PAGE EXTRACT
The HTTtrack software, for instance, is made in France. Well, frankly, I don’t really know where the software is from and — importantly — I don’t really care, because all I really care about is that I have direct and immediate access to excellent software (I pause to acknowledge that there, of course, are concerns related to this, including concerns about global competition and nationwide unemployment — I am not making light of this fact, but right now, right here we are talking about something else.)
The Cost of Free
Free software, by the way, is not free:
- First, because whatever person that is working — or did work — on the development of the HTTrack should be compensated for their efforts in order to enable and encourage him or her to continue to develop excellent software — something that is accomplished through donations (you can donate to HTTrack here,) and, so, if I want to continue to be able to access excellent, free software I must — paradoxically — pay for the software. Importantly, however, in strong contrast to commercial software, I pay because I want to, I pay the amount I want to, I pay after the fact, and I know exactly what I am paying for.

COLLECTED MATERIAL
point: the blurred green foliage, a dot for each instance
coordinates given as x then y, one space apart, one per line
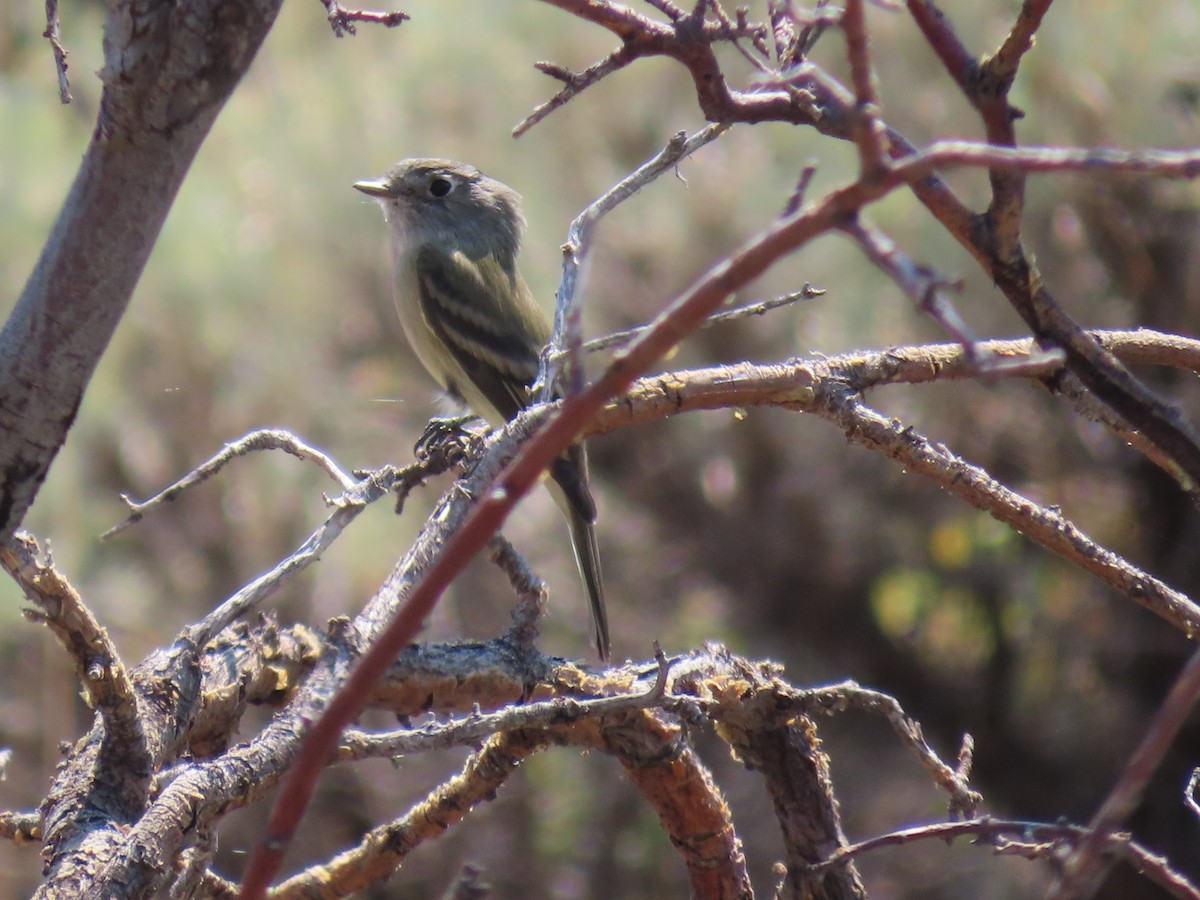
267 304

GOALS
A – Using the free-software passage above, say whether each statement agrees with it. Answer yes or no for each, and quote the exact words of the passage that decide it.
(i) The writer says free software is not free.
(ii) The writer says a donation to HTTrack is made before using the software.
(iii) The writer treats concerns about nationwide unemployment as unimportant.
B – Copy out the free-software passage above from "The HTTtrack software, for" up to and including "about something else.)", word for word.

ANSWERS FOR THIS EXERCISE
A –
(i) Yes: "Free software, by the way, is not free"
(ii) No: "I pay after the fact"
(iii) No: "I am not making light of this fact"

B –
The HTTtrack software, for instance, is made in France. Well, frankly, I don’t really know where the software is from and — importantly — I don’t really care, because all I really care about is that I have direct and immediate access to excellent software (I pause to acknowledge that there, of course, are concerns related to this, including concerns about global competition and nationwide unemployment — I am not making light of this fact, but right now, right here we are talking about something else.)